YOUR OBJECTIVE:
Go over the data and keep only the lines that include "grass".

MATERIAL SUPPLIED:

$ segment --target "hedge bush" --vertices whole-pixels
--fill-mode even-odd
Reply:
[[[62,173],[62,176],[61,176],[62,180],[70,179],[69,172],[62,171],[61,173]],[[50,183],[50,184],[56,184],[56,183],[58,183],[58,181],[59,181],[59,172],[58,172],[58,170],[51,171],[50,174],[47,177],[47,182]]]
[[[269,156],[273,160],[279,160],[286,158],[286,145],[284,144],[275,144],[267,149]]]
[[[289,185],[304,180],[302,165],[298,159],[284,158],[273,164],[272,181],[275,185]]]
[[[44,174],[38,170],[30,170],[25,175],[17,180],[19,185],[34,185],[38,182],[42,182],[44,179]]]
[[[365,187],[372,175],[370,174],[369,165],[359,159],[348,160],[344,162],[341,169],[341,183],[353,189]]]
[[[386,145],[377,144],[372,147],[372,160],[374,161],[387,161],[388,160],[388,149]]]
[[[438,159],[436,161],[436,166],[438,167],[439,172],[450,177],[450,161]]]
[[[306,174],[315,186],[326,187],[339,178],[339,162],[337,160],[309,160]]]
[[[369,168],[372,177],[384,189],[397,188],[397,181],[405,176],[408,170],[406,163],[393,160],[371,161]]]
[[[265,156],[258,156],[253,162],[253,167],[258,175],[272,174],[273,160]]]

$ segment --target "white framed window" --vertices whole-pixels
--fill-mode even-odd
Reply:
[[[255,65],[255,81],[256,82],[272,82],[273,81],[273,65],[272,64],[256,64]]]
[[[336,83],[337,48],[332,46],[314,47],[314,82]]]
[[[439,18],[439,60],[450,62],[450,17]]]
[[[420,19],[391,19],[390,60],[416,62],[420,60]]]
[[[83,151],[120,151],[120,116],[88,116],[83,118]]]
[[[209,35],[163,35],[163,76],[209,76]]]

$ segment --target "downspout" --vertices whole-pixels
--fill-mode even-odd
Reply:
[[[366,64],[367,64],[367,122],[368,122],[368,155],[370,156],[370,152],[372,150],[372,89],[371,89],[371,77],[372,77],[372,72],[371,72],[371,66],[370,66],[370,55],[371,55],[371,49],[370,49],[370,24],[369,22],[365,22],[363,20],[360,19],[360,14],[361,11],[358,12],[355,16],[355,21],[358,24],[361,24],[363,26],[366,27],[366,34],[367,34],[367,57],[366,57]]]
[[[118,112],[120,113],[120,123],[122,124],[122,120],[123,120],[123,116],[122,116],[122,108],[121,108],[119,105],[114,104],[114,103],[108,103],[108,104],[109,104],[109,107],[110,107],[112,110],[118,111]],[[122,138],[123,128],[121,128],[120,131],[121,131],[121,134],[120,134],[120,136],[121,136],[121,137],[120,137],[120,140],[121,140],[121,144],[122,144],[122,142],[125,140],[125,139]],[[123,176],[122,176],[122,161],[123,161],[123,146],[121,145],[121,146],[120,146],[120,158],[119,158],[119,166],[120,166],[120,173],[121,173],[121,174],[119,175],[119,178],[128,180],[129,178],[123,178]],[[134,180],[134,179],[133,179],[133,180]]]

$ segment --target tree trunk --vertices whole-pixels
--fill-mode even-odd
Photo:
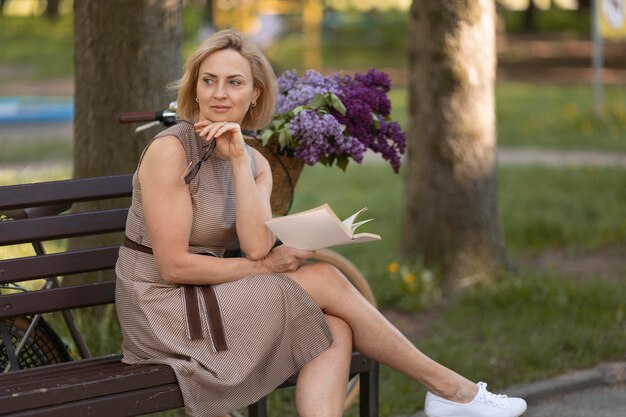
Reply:
[[[180,0],[81,0],[75,16],[74,177],[132,172],[146,139],[122,111],[158,110],[181,72]],[[141,140],[143,139],[143,140]]]
[[[441,268],[444,286],[506,264],[495,180],[492,0],[414,0],[402,249]]]
[[[47,0],[44,16],[48,19],[56,19],[59,17],[59,3],[61,0]]]
[[[524,10],[524,19],[522,20],[522,31],[532,33],[537,30],[537,6],[533,0],[529,0],[528,7]]]
[[[126,174],[137,167],[157,130],[135,134],[138,125],[122,125],[118,116],[123,111],[162,109],[175,98],[165,86],[181,72],[181,7],[180,0],[74,2],[74,178]],[[128,205],[92,202],[73,210]],[[121,235],[75,239],[70,248],[89,247],[95,240],[120,244]]]

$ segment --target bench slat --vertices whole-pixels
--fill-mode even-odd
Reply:
[[[115,281],[7,294],[0,298],[0,318],[50,313],[115,302]]]
[[[183,407],[178,384],[168,384],[106,397],[90,398],[42,409],[6,414],[10,417],[133,417]],[[4,416],[5,414],[0,414]]]
[[[0,187],[0,210],[127,197],[133,174]]]
[[[0,284],[115,267],[119,246],[0,260]]]
[[[0,246],[124,230],[128,209],[0,222]]]
[[[131,417],[155,413],[183,406],[178,384],[116,393],[104,397],[89,398],[72,403],[35,408],[17,413],[2,413],[11,417]]]
[[[122,355],[110,354],[97,358],[83,359],[79,361],[56,363],[53,365],[44,365],[37,368],[22,369],[19,371],[11,371],[9,373],[0,374],[0,398],[5,395],[5,390],[11,388],[14,384],[24,382],[44,381],[50,378],[50,375],[71,375],[75,372],[84,372],[87,368],[99,368],[109,365],[115,365],[122,360]],[[52,372],[52,373],[51,373]]]
[[[97,366],[81,367],[79,370],[65,366],[57,372],[56,367],[57,365],[47,367],[47,375],[40,373],[38,378],[22,379],[13,386],[3,387],[0,392],[3,410],[18,411],[24,408],[24,404],[28,404],[29,408],[50,407],[176,384],[176,375],[167,365],[125,365],[119,362],[119,358],[114,363],[105,362]],[[45,392],[42,392],[44,387]]]

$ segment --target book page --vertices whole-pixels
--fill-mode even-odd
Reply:
[[[328,204],[266,222],[287,246],[316,250],[347,243],[352,236]]]
[[[359,216],[359,214],[363,213],[364,211],[367,211],[367,207],[363,207],[361,210],[357,211],[352,216],[350,216],[347,219],[345,219],[342,223],[346,225],[346,228],[348,230],[351,230],[354,233],[354,229],[356,229],[357,227],[359,227],[359,225],[361,225],[361,224],[363,224],[363,223],[368,221],[368,220],[366,220],[365,222],[360,222],[360,223],[358,223],[356,225],[353,225],[354,221]]]

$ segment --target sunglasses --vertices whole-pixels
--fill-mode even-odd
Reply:
[[[185,179],[185,184],[189,184],[191,180],[193,180],[196,175],[198,175],[198,171],[200,171],[200,166],[202,165],[202,163],[211,157],[213,149],[215,149],[215,139],[211,139],[211,142],[202,147],[206,148],[206,150],[204,151],[204,155],[202,155],[202,158],[200,158],[200,160],[193,165],[191,165],[190,163],[189,167],[187,167],[187,171],[183,176],[183,178]]]
[[[190,125],[193,126],[193,122],[189,120],[177,119],[176,122],[177,123],[181,123],[181,122],[189,123]],[[213,150],[215,149],[215,138],[211,139],[211,141],[207,143],[206,145],[203,145],[202,148],[205,149],[204,154],[202,155],[202,158],[200,158],[200,160],[193,165],[190,162],[189,166],[187,167],[187,170],[183,174],[183,179],[185,180],[185,184],[189,184],[196,177],[196,175],[198,175],[198,171],[200,171],[200,166],[202,166],[202,163],[211,157],[211,154],[213,153]]]

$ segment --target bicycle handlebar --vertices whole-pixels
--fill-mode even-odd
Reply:
[[[120,123],[152,122],[154,120],[163,120],[163,110],[120,113]]]
[[[176,124],[176,102],[170,103],[169,107],[158,111],[134,111],[120,113],[120,123],[149,122],[135,129],[135,132],[148,129],[152,126],[163,125],[166,127]]]

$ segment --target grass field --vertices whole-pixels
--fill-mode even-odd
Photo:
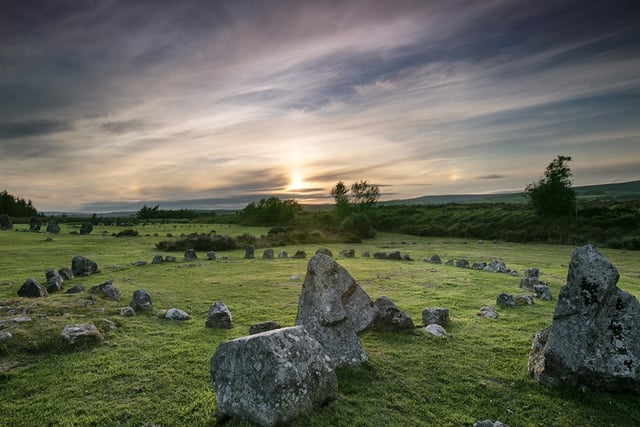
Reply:
[[[25,226],[16,226],[17,229]],[[275,320],[292,326],[306,260],[243,259],[244,250],[218,253],[207,261],[151,265],[155,243],[166,233],[179,235],[216,230],[236,236],[265,234],[266,228],[229,225],[154,225],[135,227],[143,237],[115,238],[123,227],[97,226],[91,235],[70,235],[72,228],[46,241],[47,234],[0,232],[0,306],[17,306],[28,323],[8,323],[13,338],[0,343],[0,425],[206,426],[217,421],[209,359],[218,344],[246,335],[251,324]],[[158,233],[160,237],[153,237]],[[450,310],[450,336],[438,339],[421,328],[405,333],[365,333],[361,341],[369,361],[338,370],[338,399],[296,426],[470,426],[499,419],[514,426],[640,425],[640,398],[628,394],[549,390],[527,374],[535,332],[551,322],[555,299],[530,307],[498,309],[495,320],[476,316],[479,307],[495,306],[500,292],[519,294],[519,277],[434,265],[421,259],[470,262],[503,260],[520,273],[538,267],[554,298],[567,274],[569,246],[464,242],[379,234],[362,244],[327,245],[336,255],[355,248],[355,259],[338,258],[372,299],[385,295],[420,325],[426,307]],[[293,246],[289,254],[316,246]],[[400,250],[415,261],[362,258],[365,251]],[[637,252],[602,250],[620,271],[619,287],[640,295]],[[87,294],[53,294],[19,299],[28,277],[45,282],[47,268],[70,267],[74,255],[96,261],[100,273],[65,282],[88,289],[106,279],[122,291],[119,303],[98,300],[85,306]],[[167,255],[167,253],[163,253]],[[223,261],[222,256],[229,256]],[[134,267],[132,261],[147,260]],[[300,276],[292,280],[292,275]],[[174,322],[155,314],[124,318],[116,308],[128,304],[136,289],[146,289],[154,309],[181,308],[191,320]],[[64,291],[63,291],[64,292]],[[234,327],[204,327],[208,308],[222,300]],[[0,313],[0,321],[5,317]],[[15,316],[14,316],[15,317]],[[116,322],[109,331],[101,319]],[[105,332],[97,347],[69,350],[60,338],[67,324],[94,322]],[[225,425],[246,423],[230,420]]]

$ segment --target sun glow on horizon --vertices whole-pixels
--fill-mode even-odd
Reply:
[[[302,176],[299,173],[291,174],[291,182],[287,187],[287,191],[304,190],[305,188],[307,188],[307,184],[302,179]]]

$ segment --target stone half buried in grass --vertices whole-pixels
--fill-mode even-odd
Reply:
[[[571,254],[551,326],[536,334],[529,373],[542,385],[640,393],[640,303],[593,246]]]
[[[265,426],[307,414],[338,391],[329,357],[302,326],[220,344],[210,374],[221,415]]]
[[[38,281],[32,277],[28,278],[18,289],[19,297],[40,298],[48,297],[49,293]]]
[[[69,345],[81,346],[99,344],[104,337],[93,323],[79,323],[65,326],[62,339]]]

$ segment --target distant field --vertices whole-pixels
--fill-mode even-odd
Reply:
[[[18,230],[25,228],[17,225]],[[183,261],[134,267],[160,253],[154,245],[167,233],[179,235],[216,230],[218,234],[261,235],[267,228],[234,225],[152,225],[134,227],[142,237],[115,238],[124,227],[96,226],[91,235],[62,232],[0,232],[0,306],[19,306],[31,322],[7,324],[14,338],[0,343],[0,426],[131,425],[207,426],[216,423],[215,394],[209,359],[218,344],[247,334],[251,324],[275,320],[292,326],[307,260],[243,259],[244,250],[219,252],[217,261]],[[127,227],[129,228],[129,227]],[[159,237],[153,237],[157,233]],[[375,299],[386,295],[416,325],[426,307],[450,309],[450,337],[436,339],[421,328],[406,333],[365,333],[369,361],[338,371],[338,399],[296,420],[295,426],[471,426],[499,419],[515,426],[640,425],[640,398],[572,389],[548,390],[527,374],[533,334],[551,322],[555,299],[530,307],[499,309],[496,320],[476,316],[483,305],[495,307],[500,292],[520,294],[520,277],[434,265],[421,259],[438,254],[443,262],[503,260],[522,272],[538,267],[554,298],[564,284],[570,246],[479,242],[379,233],[362,244],[328,245],[334,255],[355,248],[355,259],[338,258]],[[290,254],[316,246],[274,248]],[[362,258],[363,251],[400,250],[414,261]],[[619,286],[640,295],[637,252],[602,252],[620,272]],[[66,282],[87,289],[106,279],[122,291],[120,303],[98,300],[84,307],[87,294],[54,294],[24,300],[16,291],[28,277],[44,282],[47,268],[70,266],[74,255],[96,261],[99,274]],[[162,253],[167,255],[167,253]],[[222,256],[230,259],[223,261]],[[292,280],[298,275],[299,280]],[[119,317],[136,289],[146,289],[156,310],[181,308],[186,322],[157,316]],[[64,291],[63,291],[64,292]],[[204,327],[209,305],[222,300],[231,310],[234,328]],[[0,321],[4,319],[0,313]],[[66,350],[59,338],[64,325],[116,322],[98,347]],[[226,426],[246,426],[231,420]]]

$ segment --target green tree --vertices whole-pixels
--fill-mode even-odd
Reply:
[[[527,185],[524,195],[529,206],[541,216],[571,215],[576,208],[576,192],[572,187],[569,156],[558,156],[535,183]]]
[[[277,197],[249,203],[241,212],[242,222],[250,225],[290,224],[302,207],[295,200],[280,200]]]
[[[351,212],[349,204],[349,189],[344,182],[338,181],[335,187],[331,189],[331,197],[336,201],[336,212],[339,218],[345,218]]]
[[[16,197],[7,190],[0,192],[0,213],[23,218],[38,215],[31,200],[26,201],[22,197]]]
[[[377,185],[358,181],[351,185],[351,203],[357,211],[366,211],[375,205],[380,197],[380,189]]]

WRITTEN RESPONSE:
$ segment --target grass field --vertices whole-pixels
$ segment --target stone half buried in grass --vertices whole-pixels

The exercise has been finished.